**Указания**: Перепечатайте без изменений фрагмент текста об Андреасе и лидерстве начиная со слов «Это естественный побочный» вплоть до слов «достигаются прорывные результаты.» включительно.

**Избранный отрывок**:

#####

Андреас тоже был увлечен своими идеями, обладал ораторским качествами, но имел низкую самооценку и часто перестраховывался. Он был изобретателем, мастером своего дела, превосходным клиническим врачом, понимающим пациентов, а также хорошим экспериментатором, знающим, как провести продуманные пробы. Также я должен заметить, что для интерна в Университетской больнице Цюриха у него было очень мало личного и профессионального авторитета. Свое влияние он получил в значительной мере благодаря Эйку Сеннингу, отцу кардиостимулятора, который переехал из Швеции в Швейцарию из-за налогов. Наставничество Сеннинга было причиной, по которой у Андреаса появлялись пациенты для отработки новой процедуры (конечно, начинал Андреас не с них: он провел годы, тренируясь на собаках, а затем на трупах перед тем, как начать брать пациентов низкого риска, которых в случае неудачи можно было быстро доставить в хирургию).
Это естественный побочный продукт деятельности лидеров, которые:
● неуемно любопытны – жаждут новых озарений и подозревают, что у других они есть;
● скромно уверены в себе – могут давать идеи на обработку блестящим коллегам, не превращая это в соревнование;
● умеренно одержимы – их больше волнует коллективная миссия, чем то, как ее достижение преумножит личные состояния каждого из участников.
…И, возможно, только в режиме лидерства достигаются прорывные результаты.
Андреас оказался экстраординарным лидером, ориентированным на сотрудничество. Он представлял свои идеи так, что они просто требовали участия других блестящих умов. Вместо объявления своих идей революционным прорывом, который изменит медицину, Андреас описывал их как постепенные изменения. Он всегда первым указывал на недоработки во внедряемых им инструментах и постоянно искал признаки дефектов. Он добивался идей от каждого, кто был способен помочь разрешить проблему. Он привлек на свою сторону хирургов – тех самых людей, у которых он отнимал работу, то есть потенциальных врагов, – представляя свои данные в преуменьшенном виде. Люди отвечали отчасти из-за необычной готовности Андреаса поделиться данными о любых достигнутых результатах. Описывая вклад, сделавший прорыв возможным, он использовал слово «мы», а не «я».

#####

Записанные данные:
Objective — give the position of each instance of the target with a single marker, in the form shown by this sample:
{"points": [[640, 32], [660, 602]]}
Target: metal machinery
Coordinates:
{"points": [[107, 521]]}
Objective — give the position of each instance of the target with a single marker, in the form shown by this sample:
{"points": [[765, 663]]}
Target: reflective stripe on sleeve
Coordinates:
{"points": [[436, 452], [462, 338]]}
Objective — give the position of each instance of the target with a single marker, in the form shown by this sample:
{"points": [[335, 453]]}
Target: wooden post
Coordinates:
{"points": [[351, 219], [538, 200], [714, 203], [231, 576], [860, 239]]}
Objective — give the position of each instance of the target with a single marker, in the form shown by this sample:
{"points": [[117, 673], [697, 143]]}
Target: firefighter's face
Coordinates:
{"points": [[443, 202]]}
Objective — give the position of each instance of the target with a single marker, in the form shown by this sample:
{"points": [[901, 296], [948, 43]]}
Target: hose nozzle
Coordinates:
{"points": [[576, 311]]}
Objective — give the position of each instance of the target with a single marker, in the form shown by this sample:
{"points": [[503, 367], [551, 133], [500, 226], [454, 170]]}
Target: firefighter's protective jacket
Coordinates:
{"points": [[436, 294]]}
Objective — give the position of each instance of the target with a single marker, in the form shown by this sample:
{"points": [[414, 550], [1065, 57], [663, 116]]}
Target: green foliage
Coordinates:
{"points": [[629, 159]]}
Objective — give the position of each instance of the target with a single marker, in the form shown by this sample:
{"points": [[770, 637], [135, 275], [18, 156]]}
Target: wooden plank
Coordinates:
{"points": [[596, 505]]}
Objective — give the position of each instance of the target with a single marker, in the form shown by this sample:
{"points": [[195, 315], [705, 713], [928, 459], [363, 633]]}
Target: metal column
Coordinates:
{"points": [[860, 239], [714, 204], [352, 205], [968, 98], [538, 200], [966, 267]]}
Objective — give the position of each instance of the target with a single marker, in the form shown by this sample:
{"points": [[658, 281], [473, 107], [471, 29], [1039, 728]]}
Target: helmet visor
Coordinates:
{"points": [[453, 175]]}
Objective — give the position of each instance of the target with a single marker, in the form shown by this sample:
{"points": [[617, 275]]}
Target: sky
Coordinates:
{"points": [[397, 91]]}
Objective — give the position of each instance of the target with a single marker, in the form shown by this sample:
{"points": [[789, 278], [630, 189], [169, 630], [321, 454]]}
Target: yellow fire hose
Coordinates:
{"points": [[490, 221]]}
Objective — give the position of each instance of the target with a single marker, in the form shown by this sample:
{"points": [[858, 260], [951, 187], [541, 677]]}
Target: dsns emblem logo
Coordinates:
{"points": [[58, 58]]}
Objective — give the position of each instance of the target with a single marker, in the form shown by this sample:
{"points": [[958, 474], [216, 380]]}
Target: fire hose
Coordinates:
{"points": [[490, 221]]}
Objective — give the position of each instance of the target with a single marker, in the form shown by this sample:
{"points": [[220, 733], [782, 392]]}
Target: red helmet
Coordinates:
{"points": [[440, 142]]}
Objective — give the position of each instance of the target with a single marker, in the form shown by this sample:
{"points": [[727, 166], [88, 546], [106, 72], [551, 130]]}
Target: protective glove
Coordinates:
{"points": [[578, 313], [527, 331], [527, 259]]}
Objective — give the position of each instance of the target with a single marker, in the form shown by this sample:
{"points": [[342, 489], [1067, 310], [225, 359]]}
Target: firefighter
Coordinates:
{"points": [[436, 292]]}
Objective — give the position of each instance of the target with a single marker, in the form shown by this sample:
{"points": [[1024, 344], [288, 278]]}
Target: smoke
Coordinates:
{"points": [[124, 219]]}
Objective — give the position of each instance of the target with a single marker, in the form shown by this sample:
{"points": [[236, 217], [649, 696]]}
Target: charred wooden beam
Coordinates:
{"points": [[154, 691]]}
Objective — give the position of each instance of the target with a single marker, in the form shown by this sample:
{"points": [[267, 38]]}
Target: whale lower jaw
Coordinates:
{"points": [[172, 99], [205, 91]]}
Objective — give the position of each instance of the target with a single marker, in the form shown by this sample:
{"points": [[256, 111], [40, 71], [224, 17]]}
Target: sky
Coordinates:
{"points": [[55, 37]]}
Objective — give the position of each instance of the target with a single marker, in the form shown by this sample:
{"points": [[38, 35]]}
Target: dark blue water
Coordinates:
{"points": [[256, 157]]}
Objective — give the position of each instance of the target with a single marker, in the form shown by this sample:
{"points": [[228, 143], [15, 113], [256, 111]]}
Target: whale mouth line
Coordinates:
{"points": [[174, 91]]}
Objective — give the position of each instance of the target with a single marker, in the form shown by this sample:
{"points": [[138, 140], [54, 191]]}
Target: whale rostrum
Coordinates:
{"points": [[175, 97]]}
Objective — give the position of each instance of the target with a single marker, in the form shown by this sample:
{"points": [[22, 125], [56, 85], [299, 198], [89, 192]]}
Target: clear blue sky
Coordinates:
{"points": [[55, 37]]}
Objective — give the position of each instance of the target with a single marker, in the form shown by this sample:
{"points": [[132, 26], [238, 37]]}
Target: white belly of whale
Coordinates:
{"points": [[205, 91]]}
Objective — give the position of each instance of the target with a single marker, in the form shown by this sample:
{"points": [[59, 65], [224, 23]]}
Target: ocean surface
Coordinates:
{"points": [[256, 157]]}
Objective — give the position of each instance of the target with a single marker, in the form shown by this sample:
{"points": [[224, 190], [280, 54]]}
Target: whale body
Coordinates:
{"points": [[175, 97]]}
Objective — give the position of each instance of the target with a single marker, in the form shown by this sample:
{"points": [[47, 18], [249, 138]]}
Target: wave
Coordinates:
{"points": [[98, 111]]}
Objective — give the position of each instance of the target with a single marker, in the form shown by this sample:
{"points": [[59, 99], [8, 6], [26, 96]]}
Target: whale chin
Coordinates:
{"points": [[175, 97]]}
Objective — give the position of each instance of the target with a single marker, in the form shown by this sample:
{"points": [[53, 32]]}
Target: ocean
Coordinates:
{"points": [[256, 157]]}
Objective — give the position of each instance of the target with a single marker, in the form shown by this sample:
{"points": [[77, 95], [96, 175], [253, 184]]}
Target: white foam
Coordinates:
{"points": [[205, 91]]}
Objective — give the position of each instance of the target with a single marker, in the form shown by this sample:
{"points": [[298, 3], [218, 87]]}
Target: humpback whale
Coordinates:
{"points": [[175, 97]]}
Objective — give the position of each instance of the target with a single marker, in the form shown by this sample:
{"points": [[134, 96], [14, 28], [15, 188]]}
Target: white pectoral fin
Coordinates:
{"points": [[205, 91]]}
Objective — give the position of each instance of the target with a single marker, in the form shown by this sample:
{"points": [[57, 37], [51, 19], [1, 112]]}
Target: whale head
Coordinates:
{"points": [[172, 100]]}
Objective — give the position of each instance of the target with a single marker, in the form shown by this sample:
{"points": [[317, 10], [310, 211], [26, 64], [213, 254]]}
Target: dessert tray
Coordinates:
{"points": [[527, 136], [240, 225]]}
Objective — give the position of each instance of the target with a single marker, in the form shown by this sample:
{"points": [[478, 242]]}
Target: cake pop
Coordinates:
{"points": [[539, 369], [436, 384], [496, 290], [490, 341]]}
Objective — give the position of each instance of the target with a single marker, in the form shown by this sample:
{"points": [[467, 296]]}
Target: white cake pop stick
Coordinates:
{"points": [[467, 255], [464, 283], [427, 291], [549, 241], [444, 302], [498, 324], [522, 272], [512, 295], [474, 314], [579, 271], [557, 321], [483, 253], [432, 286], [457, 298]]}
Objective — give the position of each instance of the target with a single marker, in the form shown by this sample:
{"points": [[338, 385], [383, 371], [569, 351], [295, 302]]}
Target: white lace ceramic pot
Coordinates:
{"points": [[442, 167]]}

#####

**Образец решения**:
Это естественный побочный продукт деятельности лидеров, которые:
● неуемно любопытны – жаждут новых озарений и подозревают, что у других они есть;
● скромно уверены в себе – могут давать идеи на обработку блестящим коллегам, не превращая это в соревнование;
● умеренно одержимы – их больше волнует коллективная миссия, чем то, как ее достижение преумножит личные состояния каждого из участников.
…И, возможно, только в режиме лидерства достигаются прорывные результаты.